> **Exercise brief**: Transcribe the listing exactly as written. Leave the images out.

> **Information given**:
╭──
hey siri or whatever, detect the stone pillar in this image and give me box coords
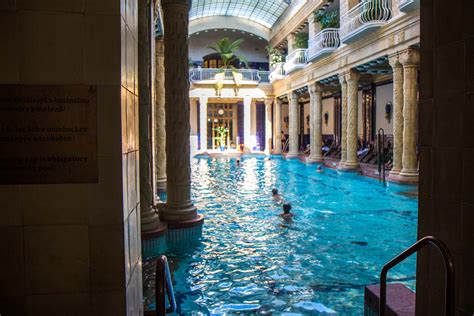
[338,73,348,166]
[308,15,317,45]
[155,38,167,192]
[388,53,404,178]
[273,97,282,154]
[344,69,360,170]
[399,48,420,182]
[308,83,323,162]
[243,95,252,150]
[287,92,299,158]
[161,0,199,223]
[199,95,208,152]
[138,0,159,232]
[287,33,297,54]
[264,98,273,154]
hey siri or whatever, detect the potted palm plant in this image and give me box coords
[208,38,248,95]
[266,45,285,69]
[213,126,229,151]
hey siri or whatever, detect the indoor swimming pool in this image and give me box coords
[144,156,418,314]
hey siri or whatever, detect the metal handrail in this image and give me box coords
[377,128,386,186]
[155,255,177,315]
[282,138,289,152]
[380,236,455,316]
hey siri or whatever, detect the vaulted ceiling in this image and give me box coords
[189,0,291,28]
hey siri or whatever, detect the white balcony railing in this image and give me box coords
[189,68,269,84]
[306,28,340,62]
[398,0,419,12]
[283,48,308,74]
[269,62,286,82]
[340,0,392,44]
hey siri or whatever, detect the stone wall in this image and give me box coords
[0,0,142,314]
[417,0,474,314]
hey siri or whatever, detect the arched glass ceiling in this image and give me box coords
╰──
> **Finished exercise**:
hey siri or whatever, detect the stone pillar in this image and give me box coords
[338,73,348,166]
[308,15,317,45]
[155,38,167,192]
[388,53,404,178]
[273,97,282,154]
[344,69,360,170]
[399,48,420,182]
[308,83,323,162]
[243,95,252,150]
[287,92,299,158]
[161,0,199,223]
[199,95,208,152]
[138,0,159,232]
[287,33,297,54]
[264,98,273,154]
hey siri or whatever, detect the potted palm plant in this image and give me box coords
[208,38,248,95]
[266,45,285,69]
[213,126,229,151]
hey siri or whatever, detect the indoor swimming pool in this image and give me box coords
[144,156,418,314]
hey siri or whatever, detect the metal handrail in this image and give me box coords
[377,128,386,186]
[155,255,177,315]
[282,138,289,152]
[380,236,455,316]
hey siri or whatever, detect the vaulted ceiling in this image and give me box coords
[189,0,291,28]
hey siri or whatever, detect the white balcony railing in this image and give me box coords
[189,68,269,84]
[306,28,340,62]
[398,0,419,12]
[283,48,308,74]
[269,62,286,82]
[340,0,392,44]
hey siri or whatever, detect the stone wall in this image and give me box coords
[0,0,142,314]
[417,0,474,314]
hey siri or whatever, detect the arched glass ceiling in this image and give me box coords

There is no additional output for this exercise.